## Task description
Reproduce the lines of the listing below verbatim, starting at the line that contains "the rocky outcrop" and continuing through the last line of the listing, both ends included.

## Rows

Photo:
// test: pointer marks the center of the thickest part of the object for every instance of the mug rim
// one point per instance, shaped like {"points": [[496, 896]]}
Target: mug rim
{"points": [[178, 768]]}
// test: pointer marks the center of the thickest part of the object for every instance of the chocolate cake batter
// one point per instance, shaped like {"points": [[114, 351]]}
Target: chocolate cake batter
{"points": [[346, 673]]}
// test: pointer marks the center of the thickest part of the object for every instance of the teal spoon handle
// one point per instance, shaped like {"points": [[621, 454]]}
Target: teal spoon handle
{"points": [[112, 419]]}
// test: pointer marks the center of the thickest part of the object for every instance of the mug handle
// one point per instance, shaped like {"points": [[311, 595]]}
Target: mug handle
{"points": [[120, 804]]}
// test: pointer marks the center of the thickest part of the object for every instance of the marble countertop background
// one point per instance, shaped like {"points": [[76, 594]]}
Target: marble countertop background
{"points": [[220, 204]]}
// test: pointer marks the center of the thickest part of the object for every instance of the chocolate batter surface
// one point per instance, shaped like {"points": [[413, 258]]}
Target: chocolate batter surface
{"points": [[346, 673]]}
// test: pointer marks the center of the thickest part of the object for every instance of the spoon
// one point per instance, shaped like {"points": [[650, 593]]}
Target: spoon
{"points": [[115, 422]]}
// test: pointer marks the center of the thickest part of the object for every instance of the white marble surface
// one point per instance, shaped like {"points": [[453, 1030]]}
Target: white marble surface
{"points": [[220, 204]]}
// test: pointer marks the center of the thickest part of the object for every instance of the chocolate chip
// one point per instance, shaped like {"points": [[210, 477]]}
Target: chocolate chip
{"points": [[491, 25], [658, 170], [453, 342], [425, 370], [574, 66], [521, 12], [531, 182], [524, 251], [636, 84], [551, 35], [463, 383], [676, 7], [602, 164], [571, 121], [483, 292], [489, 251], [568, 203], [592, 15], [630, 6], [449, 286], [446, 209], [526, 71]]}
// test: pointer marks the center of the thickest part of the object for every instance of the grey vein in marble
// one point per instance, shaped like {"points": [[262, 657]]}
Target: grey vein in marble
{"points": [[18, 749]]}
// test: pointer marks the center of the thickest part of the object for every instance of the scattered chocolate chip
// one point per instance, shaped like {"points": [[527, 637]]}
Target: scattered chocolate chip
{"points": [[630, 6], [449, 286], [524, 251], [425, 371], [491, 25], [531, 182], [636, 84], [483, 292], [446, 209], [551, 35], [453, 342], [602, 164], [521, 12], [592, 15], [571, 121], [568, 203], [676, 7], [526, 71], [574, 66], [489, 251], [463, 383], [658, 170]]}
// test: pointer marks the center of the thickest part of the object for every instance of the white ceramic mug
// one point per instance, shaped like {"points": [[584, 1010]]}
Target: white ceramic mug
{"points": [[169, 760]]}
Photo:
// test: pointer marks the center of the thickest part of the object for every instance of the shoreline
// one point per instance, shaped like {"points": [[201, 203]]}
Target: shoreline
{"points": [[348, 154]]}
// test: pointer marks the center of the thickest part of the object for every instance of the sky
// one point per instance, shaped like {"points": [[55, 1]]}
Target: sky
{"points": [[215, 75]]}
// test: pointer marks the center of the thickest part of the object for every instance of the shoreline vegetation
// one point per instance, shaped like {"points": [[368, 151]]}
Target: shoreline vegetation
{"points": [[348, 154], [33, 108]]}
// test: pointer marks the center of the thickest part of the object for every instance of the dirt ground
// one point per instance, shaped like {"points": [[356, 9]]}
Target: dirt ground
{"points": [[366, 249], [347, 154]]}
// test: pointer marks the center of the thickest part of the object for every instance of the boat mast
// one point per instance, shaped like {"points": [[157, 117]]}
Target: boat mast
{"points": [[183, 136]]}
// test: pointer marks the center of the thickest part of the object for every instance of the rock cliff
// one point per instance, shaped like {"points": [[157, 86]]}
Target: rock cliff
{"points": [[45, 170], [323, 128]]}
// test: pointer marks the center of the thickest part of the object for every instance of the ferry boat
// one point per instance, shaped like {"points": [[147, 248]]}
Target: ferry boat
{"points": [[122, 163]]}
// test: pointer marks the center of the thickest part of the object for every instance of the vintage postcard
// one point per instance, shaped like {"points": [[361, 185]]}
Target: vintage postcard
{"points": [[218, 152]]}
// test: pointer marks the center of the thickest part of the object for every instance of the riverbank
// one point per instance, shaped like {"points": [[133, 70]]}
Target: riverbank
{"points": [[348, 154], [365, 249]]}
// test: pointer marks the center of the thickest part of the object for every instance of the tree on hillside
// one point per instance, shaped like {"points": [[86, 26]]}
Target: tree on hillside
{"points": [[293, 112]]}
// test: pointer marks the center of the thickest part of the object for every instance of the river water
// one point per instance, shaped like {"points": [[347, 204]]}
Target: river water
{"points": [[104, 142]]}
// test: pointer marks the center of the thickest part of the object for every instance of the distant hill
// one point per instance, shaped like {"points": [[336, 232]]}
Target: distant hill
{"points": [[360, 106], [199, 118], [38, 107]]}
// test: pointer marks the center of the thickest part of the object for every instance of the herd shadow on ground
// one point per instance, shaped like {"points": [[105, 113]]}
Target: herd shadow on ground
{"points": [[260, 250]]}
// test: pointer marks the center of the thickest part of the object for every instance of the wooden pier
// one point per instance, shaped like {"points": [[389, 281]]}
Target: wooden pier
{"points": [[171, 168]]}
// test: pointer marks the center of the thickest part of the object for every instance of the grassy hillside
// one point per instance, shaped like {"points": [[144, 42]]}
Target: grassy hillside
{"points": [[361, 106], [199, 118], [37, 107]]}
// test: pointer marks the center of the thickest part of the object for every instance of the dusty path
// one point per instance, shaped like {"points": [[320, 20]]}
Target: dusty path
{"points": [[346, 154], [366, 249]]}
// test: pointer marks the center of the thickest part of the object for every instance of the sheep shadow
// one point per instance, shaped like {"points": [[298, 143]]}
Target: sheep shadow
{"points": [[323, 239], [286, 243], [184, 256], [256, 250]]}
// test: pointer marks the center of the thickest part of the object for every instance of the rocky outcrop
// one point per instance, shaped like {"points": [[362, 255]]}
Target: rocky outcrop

## Reply
// test: pointer marks the center of the thickest part of the object for every instance of the rocky outcrop
// one point per instance, shaped like {"points": [[362, 255]]}
Target: rocky outcrop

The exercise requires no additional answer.